- Dataset
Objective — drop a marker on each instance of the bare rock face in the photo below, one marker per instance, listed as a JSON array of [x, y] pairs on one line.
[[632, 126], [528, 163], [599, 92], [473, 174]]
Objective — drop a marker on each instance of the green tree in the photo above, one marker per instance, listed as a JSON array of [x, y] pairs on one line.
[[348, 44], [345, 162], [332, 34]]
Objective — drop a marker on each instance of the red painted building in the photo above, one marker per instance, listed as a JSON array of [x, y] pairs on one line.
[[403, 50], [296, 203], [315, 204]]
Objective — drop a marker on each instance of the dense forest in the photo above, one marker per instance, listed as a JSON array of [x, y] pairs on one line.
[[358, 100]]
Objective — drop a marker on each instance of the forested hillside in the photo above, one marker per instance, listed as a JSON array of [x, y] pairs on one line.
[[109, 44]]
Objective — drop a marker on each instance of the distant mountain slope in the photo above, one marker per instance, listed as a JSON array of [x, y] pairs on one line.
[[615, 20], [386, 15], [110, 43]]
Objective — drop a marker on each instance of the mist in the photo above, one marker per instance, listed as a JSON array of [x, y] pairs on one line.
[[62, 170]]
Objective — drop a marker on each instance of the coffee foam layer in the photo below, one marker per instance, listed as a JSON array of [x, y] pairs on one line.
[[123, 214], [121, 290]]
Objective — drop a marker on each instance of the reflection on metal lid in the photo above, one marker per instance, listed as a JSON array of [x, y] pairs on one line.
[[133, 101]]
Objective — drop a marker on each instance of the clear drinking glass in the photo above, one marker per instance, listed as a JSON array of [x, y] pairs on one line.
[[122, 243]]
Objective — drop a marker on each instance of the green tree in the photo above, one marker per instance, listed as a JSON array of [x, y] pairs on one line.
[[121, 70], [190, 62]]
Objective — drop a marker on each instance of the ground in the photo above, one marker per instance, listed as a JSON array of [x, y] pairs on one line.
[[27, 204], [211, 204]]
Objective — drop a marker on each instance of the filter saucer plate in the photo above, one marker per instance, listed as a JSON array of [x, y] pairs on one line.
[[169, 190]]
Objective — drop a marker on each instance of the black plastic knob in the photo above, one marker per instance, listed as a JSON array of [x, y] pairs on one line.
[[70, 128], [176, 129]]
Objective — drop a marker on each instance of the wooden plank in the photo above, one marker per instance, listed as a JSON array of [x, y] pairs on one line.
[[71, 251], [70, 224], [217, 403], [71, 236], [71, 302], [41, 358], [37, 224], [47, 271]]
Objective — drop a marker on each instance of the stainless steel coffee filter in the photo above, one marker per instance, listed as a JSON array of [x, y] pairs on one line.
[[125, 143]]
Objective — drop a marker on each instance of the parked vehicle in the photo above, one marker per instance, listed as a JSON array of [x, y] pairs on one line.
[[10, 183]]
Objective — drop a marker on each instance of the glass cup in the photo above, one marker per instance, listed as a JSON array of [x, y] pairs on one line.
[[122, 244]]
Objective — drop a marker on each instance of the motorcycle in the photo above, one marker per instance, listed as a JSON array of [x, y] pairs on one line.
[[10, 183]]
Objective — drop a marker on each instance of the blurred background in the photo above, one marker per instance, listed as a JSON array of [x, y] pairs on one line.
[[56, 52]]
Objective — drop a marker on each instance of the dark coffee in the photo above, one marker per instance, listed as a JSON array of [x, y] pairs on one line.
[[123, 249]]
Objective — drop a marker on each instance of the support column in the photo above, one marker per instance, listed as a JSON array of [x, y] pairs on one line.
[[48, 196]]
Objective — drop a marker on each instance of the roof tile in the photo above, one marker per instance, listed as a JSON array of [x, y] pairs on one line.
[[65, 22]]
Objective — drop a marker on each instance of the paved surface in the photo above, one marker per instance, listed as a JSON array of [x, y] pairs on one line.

- What is expected
Update the records between the lines holding "Objective — drop a marker on each instance of the forested" and "[[615, 20], [386, 15], [110, 43]]", inclusive, replacing "forested hillside" with "wooded hillside" and changing nothing else. Give only those lines.

- Answer below
Objective — drop a marker on each instance of the wooded hillside in the photo above, one marker per instance, listed as a JSON array of [x, y] pairs on one line.
[[109, 44]]
Objective — drop a marker on each instance of the distant mountain slope in the photo above, one marker per instance, listed as a JSON array of [x, y] pairs on one line.
[[615, 20], [386, 15], [110, 43]]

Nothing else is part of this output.